Written problem 1 >> From the records below, pick out every line that contains the string "blurred", treating uppercase and lowercase letters as distinct.

Excerpt to read >>
-- Start --
Nor is realism really the position of the Democratic Party or Obama in their hearts. Obama is too much the social liberal – a supporter, eg, of gay and abortion rights – at home to really believe that the US should ‘respect’ dictatorships, theocracies and other closed states. Nor is realism the traditional foreign policy stance of the Democratic party. Since Americas ‘rise to globalism,’ the Democrats have traditionally argued that the US should promote human rights, expand aid, avoid alliances with nasties, limit the use and scope of force, etc. One of the great, and underappreciated moments, in the Democrats’ foreign policy history is C Vance’s principled resignation.
-- End --
Provided data >>
-- Start --
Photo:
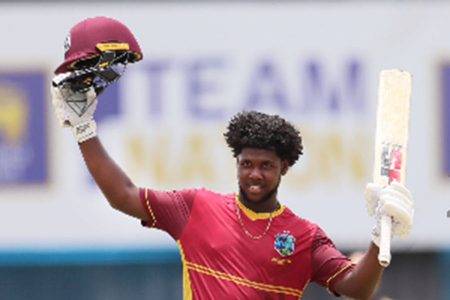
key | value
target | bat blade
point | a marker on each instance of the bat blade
(391, 141)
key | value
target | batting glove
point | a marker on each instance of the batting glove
(74, 109)
(394, 200)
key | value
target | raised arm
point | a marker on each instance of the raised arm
(394, 200)
(361, 283)
(75, 110)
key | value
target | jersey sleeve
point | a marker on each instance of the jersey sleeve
(168, 211)
(328, 263)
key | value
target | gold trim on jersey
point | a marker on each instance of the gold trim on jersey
(149, 208)
(187, 288)
(335, 275)
(242, 281)
(252, 215)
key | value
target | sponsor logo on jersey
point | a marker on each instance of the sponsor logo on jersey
(284, 243)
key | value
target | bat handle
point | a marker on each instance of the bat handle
(384, 254)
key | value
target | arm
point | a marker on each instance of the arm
(394, 200)
(362, 281)
(75, 110)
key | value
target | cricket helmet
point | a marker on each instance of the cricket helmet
(88, 40)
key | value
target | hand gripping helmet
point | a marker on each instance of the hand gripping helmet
(97, 51)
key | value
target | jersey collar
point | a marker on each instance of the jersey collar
(252, 215)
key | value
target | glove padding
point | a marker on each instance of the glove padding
(74, 109)
(394, 200)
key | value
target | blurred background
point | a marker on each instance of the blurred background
(314, 62)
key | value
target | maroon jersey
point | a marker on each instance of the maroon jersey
(231, 252)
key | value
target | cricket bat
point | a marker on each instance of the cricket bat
(391, 139)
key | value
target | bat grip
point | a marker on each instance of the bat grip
(384, 254)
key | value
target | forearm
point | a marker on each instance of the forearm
(117, 187)
(365, 277)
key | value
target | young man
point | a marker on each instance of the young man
-- End --
Written problem 2 >> In the passage on Democratic foreign policy above, what is named as one of the great and underappreciated moments in the Democrats' foreign policy history?

Exercise output 1 >>
target | blurred background
point | a marker on each instance of the blurred background

Exercise output 2 >> C Vance's principled resignation.